- [Exercise task]
Count the lines in the items below that contain the string "blurred", with case counting, and reply with the number alone.

- [Dataset records]
--- START ---

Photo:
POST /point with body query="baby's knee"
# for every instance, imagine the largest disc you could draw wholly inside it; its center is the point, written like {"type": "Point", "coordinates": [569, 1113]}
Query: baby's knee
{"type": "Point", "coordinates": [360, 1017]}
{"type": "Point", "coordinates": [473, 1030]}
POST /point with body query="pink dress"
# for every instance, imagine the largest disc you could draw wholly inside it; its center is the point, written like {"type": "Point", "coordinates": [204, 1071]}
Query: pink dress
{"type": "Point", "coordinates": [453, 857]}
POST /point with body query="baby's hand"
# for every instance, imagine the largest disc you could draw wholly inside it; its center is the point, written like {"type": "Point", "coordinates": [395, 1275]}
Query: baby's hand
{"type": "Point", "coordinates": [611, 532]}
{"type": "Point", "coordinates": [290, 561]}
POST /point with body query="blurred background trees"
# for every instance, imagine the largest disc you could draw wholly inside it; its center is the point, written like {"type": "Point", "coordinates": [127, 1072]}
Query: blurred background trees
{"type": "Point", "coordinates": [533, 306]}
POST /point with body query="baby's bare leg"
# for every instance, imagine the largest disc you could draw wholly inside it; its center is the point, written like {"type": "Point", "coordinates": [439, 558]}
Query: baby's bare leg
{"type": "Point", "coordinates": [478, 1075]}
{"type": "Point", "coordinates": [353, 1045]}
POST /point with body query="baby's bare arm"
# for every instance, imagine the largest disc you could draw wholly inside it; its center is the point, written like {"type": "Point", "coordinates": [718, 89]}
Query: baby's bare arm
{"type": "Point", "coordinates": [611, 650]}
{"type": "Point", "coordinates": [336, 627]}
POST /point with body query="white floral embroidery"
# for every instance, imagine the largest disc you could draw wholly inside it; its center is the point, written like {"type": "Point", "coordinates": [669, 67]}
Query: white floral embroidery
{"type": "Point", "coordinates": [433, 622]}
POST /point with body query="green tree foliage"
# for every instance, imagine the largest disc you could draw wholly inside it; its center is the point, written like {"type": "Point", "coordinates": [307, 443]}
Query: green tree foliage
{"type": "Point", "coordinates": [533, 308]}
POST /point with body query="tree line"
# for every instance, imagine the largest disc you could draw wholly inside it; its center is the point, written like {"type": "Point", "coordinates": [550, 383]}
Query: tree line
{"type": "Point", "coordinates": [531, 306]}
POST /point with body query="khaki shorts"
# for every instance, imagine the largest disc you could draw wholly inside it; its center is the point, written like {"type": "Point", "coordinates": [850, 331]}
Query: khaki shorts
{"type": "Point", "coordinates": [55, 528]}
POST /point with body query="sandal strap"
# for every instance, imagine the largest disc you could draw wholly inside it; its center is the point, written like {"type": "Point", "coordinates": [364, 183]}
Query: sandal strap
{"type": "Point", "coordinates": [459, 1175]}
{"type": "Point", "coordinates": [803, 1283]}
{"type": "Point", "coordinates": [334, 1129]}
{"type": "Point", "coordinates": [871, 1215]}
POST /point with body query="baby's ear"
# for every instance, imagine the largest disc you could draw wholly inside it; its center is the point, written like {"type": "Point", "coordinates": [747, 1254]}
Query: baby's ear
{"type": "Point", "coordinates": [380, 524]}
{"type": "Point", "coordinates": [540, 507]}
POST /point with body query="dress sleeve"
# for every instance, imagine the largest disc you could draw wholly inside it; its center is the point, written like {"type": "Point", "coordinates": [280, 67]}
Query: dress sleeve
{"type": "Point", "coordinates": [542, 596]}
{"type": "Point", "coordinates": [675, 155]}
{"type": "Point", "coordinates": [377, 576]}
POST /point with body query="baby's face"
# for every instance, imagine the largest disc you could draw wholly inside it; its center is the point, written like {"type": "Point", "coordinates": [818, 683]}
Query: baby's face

--- END ---

- [Response to the task]
2